**TASKS TO PERFORM:**
• A. From the article on the Reserve Bank of Australia's rate decision, answer each item on its own line, marked as shown:
(i) At what level did the RBA leave its official cash rate?
(ii) How large is the quantitative easing program the central bank recommitted to, and in which month was it announced?
(iii) What data were due to be released the day after the decision?
• B. Please continue the article on the Reserve Bank of Australia's rate decision, starting after its last sentence.

**TEXT EXCERPT:**

········

By James Glynn
SYDNEY--The Reserve Bank of Australia left official interest rates unchanged at record lows at its last policy meeting for 2020 on Tuesday, while signaling rising confidence for the future as the economy staggers back to life after a year of massive virus-related disruption.
The RBA left its official cash rate at 0.10%, and maintained its three-year government bond yield target at the same level. The central bank also recommitted to its $100 billion Australian dollar (US$73.42 billion) quantitative easing program, which it announced in November.
"The economic recovery is under way and recent data have generally been better than expected. This is good news, but the recovery is still expected to be uneven and drawn out and it remains dependent on significant policy support," RBA Governor Philip Lowe said in a statement.
The central bank's decision comes a day ahead of third-quarter GDP growth data which are expected to show the economy exiting the sharp downturn that emerged as the Covid-19 virus forced nationwide lockdowns of firms and personal movement from around March.

········

**SUPPLIED ENTRIES:**
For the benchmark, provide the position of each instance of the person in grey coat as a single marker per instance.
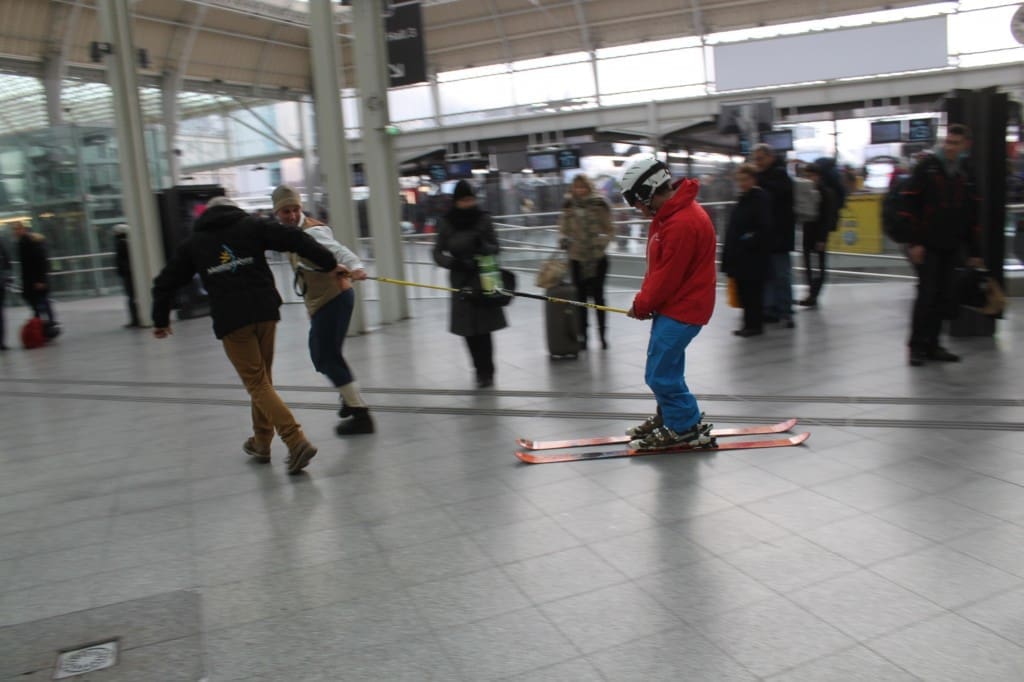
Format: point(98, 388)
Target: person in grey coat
point(464, 233)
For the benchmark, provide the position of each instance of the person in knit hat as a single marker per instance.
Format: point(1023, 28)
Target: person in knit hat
point(330, 301)
point(464, 235)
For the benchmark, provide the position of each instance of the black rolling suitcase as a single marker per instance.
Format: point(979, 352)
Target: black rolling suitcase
point(562, 322)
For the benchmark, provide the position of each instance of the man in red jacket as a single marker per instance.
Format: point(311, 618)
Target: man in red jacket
point(678, 292)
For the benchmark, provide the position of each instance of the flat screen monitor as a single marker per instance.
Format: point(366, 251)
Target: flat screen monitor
point(780, 140)
point(884, 132)
point(460, 170)
point(568, 159)
point(437, 172)
point(544, 161)
point(921, 130)
point(745, 118)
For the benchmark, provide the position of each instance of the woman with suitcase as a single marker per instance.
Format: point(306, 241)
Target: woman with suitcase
point(587, 229)
point(463, 233)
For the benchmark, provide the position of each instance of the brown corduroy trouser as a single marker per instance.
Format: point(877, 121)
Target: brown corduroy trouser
point(251, 350)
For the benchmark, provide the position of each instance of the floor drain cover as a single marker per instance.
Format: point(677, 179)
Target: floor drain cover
point(86, 659)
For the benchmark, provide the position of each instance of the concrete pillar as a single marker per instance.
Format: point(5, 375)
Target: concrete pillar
point(52, 87)
point(310, 179)
point(169, 110)
point(326, 55)
point(137, 198)
point(379, 161)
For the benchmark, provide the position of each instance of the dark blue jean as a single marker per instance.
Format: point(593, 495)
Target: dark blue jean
point(328, 329)
point(666, 370)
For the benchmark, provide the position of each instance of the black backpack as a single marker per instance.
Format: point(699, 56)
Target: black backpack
point(897, 223)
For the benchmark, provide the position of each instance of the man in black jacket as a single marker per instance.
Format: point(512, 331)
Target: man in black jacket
point(773, 178)
point(816, 233)
point(35, 272)
point(5, 279)
point(943, 207)
point(226, 250)
point(122, 262)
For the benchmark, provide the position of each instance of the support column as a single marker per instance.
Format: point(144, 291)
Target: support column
point(331, 144)
point(139, 204)
point(309, 178)
point(169, 110)
point(52, 84)
point(379, 162)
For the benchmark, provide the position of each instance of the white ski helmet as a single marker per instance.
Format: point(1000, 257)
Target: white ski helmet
point(643, 176)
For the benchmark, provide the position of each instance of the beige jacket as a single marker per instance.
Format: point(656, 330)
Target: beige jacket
point(588, 226)
point(322, 288)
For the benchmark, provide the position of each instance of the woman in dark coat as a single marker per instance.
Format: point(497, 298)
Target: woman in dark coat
point(747, 255)
point(463, 233)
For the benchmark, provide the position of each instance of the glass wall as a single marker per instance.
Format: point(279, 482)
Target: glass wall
point(65, 182)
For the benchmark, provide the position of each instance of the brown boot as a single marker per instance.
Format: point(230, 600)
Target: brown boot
point(261, 455)
point(360, 422)
point(299, 456)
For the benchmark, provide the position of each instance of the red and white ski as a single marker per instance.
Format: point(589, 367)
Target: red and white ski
point(530, 457)
point(525, 443)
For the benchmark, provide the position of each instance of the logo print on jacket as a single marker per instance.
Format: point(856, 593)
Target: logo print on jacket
point(228, 261)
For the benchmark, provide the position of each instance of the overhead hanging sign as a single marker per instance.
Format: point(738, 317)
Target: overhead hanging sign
point(407, 62)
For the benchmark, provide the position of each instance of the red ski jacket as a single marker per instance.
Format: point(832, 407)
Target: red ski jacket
point(681, 247)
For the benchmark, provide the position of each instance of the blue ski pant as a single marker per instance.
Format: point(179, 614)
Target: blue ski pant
point(666, 370)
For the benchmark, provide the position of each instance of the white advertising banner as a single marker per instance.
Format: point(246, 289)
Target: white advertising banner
point(826, 55)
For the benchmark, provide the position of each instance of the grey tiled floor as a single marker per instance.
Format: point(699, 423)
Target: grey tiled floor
point(890, 547)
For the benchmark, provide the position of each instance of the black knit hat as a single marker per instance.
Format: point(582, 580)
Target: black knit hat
point(463, 189)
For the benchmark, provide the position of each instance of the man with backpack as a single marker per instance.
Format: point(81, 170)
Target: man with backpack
point(939, 209)
point(822, 220)
point(773, 178)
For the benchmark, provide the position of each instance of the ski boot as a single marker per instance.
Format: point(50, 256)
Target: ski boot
point(664, 437)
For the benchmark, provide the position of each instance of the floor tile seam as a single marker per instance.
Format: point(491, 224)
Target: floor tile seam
point(846, 570)
point(947, 544)
point(947, 612)
point(59, 549)
point(285, 569)
point(799, 531)
point(700, 626)
point(875, 514)
point(934, 492)
point(540, 393)
point(814, 487)
point(1018, 582)
point(538, 414)
point(855, 647)
point(441, 635)
point(48, 480)
point(263, 577)
point(611, 536)
point(537, 604)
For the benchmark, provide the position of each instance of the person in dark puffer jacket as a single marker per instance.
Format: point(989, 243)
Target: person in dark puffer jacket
point(226, 251)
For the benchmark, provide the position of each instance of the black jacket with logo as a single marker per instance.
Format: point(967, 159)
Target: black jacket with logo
point(226, 250)
point(944, 206)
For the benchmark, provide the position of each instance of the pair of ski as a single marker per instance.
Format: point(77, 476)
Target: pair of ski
point(535, 452)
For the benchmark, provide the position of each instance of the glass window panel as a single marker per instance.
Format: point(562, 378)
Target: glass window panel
point(554, 83)
point(651, 46)
point(475, 72)
point(410, 103)
point(555, 60)
point(682, 92)
point(476, 94)
point(642, 72)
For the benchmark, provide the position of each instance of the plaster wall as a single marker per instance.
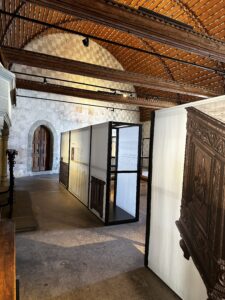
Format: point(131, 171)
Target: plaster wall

········

**EXERCISE ANSWERS:**
• A.
(i) 0.10%
(ii) A$100 billion (US$73.42 billion), announced in November
(iii) Third-quarter GDP growth data

• B.
The economy contracted 7% in the second quarter, the biggest hit to growth in close to a century, sending the country into its first recession in close to 30 years. In response, the RBA cut interest rates and put in place alternative policy measures like QE for the first time. The federal government also massively increased spending to support firms and workers.
While stronger growth is now widely expected in 2021, the RBA has warned that it expects an uneven recovery as a Covid-19 vaccine becomes widely available, adding that it would be a mistake to withdraw economic stimulus too soon.
It won't be until the end of 2021 that GDP growth reaches the level attained at the end of 2019. GDP is expected to grow around 5% next year and 4% in 2022, Mr. Lowe said.
The RBA expects a long-term battle to lower unemployment, with excess capacity in the job market likely to remain stubbornly in place.
"The extended period of high unemployment and excess capacity is expected to result in subdued increases in wages and prices over coming years," Mr. Lowe said.
Globally, the RBA is less certain about the outlook as infection rates soar in Europe and the U.S.
"The recoveries in these economies have lost momentum. On the other hand, there has been positive news on the vaccine front, which should support the recovery of the global economy," Mr. Lowe added.